**PASSAGE FOR REVIEW**
────────────────────

Empowering Segmentation Ability to Multi-modal Large Language Models
- URL: http://arxiv.org/abs/2403.14141v1
- Date: Thu, 21 Mar 2024 05:36:25 GMT
- Title: Empowering Segmentation Ability to Multi-modal Large Language Models
- Authors: Yuqi Yang, Peng-Tao Jiang, Jing Wang, Hao Zhang, Kai Zhao, Jinwei Chen, Bo Li,
- Abstract summary: We extend multi-modal large language models (MLLMs) with the segmentation ability.
The extended MLLMs can both output language responses to the image-language prompts and segment the regions that the complex question or query in the language prompts focuses on.
We propose a novel MLLMs framework, coined as LLaVASeg, which leverages a chain-of-thought prompting strategy to instruct the MLLMs to segment the target region queried by the user.

────────────────────

**ABOUT THIS TASK**
In the abstract summary on segmentation for multi-modal large language models, what name is given to the proposed framework? Rely only on the text above to answer.

────────────────────

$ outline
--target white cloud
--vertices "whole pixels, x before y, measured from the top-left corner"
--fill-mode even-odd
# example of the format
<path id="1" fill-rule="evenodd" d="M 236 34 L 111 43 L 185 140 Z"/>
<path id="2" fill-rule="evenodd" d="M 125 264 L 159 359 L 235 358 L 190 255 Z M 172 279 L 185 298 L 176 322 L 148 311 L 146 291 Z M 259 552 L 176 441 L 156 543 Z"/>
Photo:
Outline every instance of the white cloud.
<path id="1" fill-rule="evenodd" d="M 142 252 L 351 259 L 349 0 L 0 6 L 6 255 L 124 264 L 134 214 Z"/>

────────────────────

**FINAL ANSWER**
LLaVASeg.